Exemples d'annotation par points
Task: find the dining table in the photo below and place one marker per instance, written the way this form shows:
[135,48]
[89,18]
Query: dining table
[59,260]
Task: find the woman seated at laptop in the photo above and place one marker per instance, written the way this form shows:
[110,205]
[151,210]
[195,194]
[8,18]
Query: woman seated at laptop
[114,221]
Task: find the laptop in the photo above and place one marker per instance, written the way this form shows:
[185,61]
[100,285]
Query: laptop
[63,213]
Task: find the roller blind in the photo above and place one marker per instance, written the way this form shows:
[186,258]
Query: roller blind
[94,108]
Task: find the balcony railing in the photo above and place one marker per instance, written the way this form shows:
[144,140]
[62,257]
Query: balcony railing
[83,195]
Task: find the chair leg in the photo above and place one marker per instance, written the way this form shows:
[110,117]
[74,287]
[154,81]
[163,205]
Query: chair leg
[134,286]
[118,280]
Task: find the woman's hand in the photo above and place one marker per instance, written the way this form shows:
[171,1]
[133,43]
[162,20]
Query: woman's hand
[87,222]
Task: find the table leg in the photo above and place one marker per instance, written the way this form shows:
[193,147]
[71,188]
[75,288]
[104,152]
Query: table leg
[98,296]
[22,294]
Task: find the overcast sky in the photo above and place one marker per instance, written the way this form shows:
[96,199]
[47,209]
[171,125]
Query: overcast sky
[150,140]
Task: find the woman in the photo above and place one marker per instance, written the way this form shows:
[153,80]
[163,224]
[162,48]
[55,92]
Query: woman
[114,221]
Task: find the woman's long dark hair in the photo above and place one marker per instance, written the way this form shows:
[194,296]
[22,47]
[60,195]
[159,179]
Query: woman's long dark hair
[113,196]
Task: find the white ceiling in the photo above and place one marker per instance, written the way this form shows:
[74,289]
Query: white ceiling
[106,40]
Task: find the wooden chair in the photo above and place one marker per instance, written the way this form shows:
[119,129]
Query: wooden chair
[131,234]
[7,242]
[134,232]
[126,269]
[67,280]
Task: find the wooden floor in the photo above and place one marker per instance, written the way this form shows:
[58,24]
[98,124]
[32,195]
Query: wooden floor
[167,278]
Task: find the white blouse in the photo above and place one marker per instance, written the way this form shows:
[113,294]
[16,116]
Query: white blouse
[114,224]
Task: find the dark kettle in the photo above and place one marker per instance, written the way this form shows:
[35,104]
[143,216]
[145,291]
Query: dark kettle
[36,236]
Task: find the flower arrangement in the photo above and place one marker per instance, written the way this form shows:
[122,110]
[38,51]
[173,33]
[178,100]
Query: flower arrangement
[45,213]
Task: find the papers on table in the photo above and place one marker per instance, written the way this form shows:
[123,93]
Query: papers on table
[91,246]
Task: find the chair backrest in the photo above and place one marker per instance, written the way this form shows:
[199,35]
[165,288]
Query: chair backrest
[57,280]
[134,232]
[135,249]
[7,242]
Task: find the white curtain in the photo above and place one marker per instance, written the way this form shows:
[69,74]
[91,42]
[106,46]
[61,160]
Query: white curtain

== DÉTAILS DE LA TÂCHE ==
Reproduisez à l'identique les lignes allant de celle qui contient « Task: find the chair backrest » jusqu'à la dernière ligne des items, bornes comprises.

== RÉSULTAT DE LA TÂCHE ==
Task: find the chair backrest in the photo above and place one marker per instance, written the way this form shows:
[199,35]
[165,288]
Query: chair backrest
[57,280]
[134,232]
[135,249]
[7,242]
Task: find the white curtain in the photo above and place one marker per instance, written the way this form shows:
[69,74]
[91,42]
[106,46]
[61,160]
Query: white curtain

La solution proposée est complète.